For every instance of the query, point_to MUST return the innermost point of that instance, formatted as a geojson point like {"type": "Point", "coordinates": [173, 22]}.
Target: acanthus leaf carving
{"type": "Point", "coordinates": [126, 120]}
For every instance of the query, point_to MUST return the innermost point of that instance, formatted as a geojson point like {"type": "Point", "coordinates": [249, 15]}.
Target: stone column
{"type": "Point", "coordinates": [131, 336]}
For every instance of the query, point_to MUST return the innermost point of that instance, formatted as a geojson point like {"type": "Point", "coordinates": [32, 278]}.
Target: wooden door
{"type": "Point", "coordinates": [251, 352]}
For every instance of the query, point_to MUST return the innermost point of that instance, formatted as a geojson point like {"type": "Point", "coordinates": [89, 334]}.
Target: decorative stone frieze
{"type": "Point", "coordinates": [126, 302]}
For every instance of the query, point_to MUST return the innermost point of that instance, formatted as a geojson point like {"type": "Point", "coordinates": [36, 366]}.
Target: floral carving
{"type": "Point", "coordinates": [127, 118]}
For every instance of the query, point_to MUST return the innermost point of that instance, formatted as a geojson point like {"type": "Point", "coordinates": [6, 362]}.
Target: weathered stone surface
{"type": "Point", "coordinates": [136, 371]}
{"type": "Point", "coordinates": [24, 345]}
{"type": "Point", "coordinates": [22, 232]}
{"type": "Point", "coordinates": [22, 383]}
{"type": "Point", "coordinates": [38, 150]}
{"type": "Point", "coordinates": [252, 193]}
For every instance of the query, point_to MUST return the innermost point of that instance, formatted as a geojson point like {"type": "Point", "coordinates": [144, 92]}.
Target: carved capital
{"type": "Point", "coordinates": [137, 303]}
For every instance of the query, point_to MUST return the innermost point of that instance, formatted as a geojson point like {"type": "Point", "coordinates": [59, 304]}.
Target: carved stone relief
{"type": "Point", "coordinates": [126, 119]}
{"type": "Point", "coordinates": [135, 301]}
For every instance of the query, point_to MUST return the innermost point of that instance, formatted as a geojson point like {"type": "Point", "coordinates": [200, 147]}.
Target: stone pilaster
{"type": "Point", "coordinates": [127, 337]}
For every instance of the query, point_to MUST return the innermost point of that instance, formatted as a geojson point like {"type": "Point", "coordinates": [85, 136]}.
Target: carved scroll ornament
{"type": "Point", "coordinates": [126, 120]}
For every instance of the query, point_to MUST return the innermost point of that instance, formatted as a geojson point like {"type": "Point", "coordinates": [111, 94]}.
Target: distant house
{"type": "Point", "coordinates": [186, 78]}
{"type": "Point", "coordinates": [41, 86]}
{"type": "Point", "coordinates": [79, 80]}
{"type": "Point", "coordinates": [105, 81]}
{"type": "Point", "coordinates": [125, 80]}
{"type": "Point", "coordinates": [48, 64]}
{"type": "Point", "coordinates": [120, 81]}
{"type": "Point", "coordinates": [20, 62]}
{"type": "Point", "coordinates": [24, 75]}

++++++++++

▸ **DIRECTIVE**:
Set down each entry again, unchanged.

▸ **FINISHED ANSWER**:
For every instance of the query, point_to MUST return the innermost point of that instance, formatted as a geojson point like {"type": "Point", "coordinates": [173, 22]}.
Target: acanthus leaf carving
{"type": "Point", "coordinates": [126, 120]}
For every instance of the query, point_to MUST return the innermost point of that instance, formatted as a geojson point like {"type": "Point", "coordinates": [249, 15]}.
Target: stone column
{"type": "Point", "coordinates": [131, 336]}
For every instance of the query, point_to MUST return the innermost point of that instance, formatted as a geojson point like {"type": "Point", "coordinates": [32, 278]}.
Target: wooden door
{"type": "Point", "coordinates": [251, 352]}
For every instance of the query, point_to MUST return the innermost point of that instance, formatted as a geojson point like {"type": "Point", "coordinates": [89, 334]}.
Target: decorative stone frieze
{"type": "Point", "coordinates": [126, 302]}
For every instance of the query, point_to MUST return the innermost point of that instance, formatted as a geojson point like {"type": "Point", "coordinates": [36, 366]}.
Target: floral carving
{"type": "Point", "coordinates": [127, 118]}
For every instance of the query, point_to MUST return the innermost point of that instance, formatted as a geojson point like {"type": "Point", "coordinates": [6, 362]}.
Target: weathered stone surface
{"type": "Point", "coordinates": [136, 371]}
{"type": "Point", "coordinates": [24, 345]}
{"type": "Point", "coordinates": [22, 232]}
{"type": "Point", "coordinates": [22, 383]}
{"type": "Point", "coordinates": [38, 150]}
{"type": "Point", "coordinates": [252, 193]}
For every instance of the query, point_to MUST return the innermost point of that instance, formatted as a geojson point like {"type": "Point", "coordinates": [144, 92]}.
Target: carved capital
{"type": "Point", "coordinates": [137, 303]}
For every instance of the query, point_to MUST return the innermost point of that instance, formatted as a geojson point like {"type": "Point", "coordinates": [59, 304]}.
Target: carved stone relief
{"type": "Point", "coordinates": [126, 119]}
{"type": "Point", "coordinates": [135, 301]}
For every instance of the query, point_to MUST return the innermost point of that instance, formatted as a geojson point like {"type": "Point", "coordinates": [200, 147]}.
Target: stone pilaster
{"type": "Point", "coordinates": [127, 337]}
For every instance of the query, point_to MUST return the innermost point of that instance, formatted as a geojson point like {"type": "Point", "coordinates": [85, 136]}.
Target: carved scroll ornament
{"type": "Point", "coordinates": [126, 120]}
For every instance of the query, point_to MUST return the innermost point of that instance, formatted as a geojson point like {"type": "Point", "coordinates": [111, 94]}.
Target: distant house
{"type": "Point", "coordinates": [186, 78]}
{"type": "Point", "coordinates": [41, 86]}
{"type": "Point", "coordinates": [79, 80]}
{"type": "Point", "coordinates": [105, 81]}
{"type": "Point", "coordinates": [125, 80]}
{"type": "Point", "coordinates": [48, 64]}
{"type": "Point", "coordinates": [120, 81]}
{"type": "Point", "coordinates": [20, 62]}
{"type": "Point", "coordinates": [24, 75]}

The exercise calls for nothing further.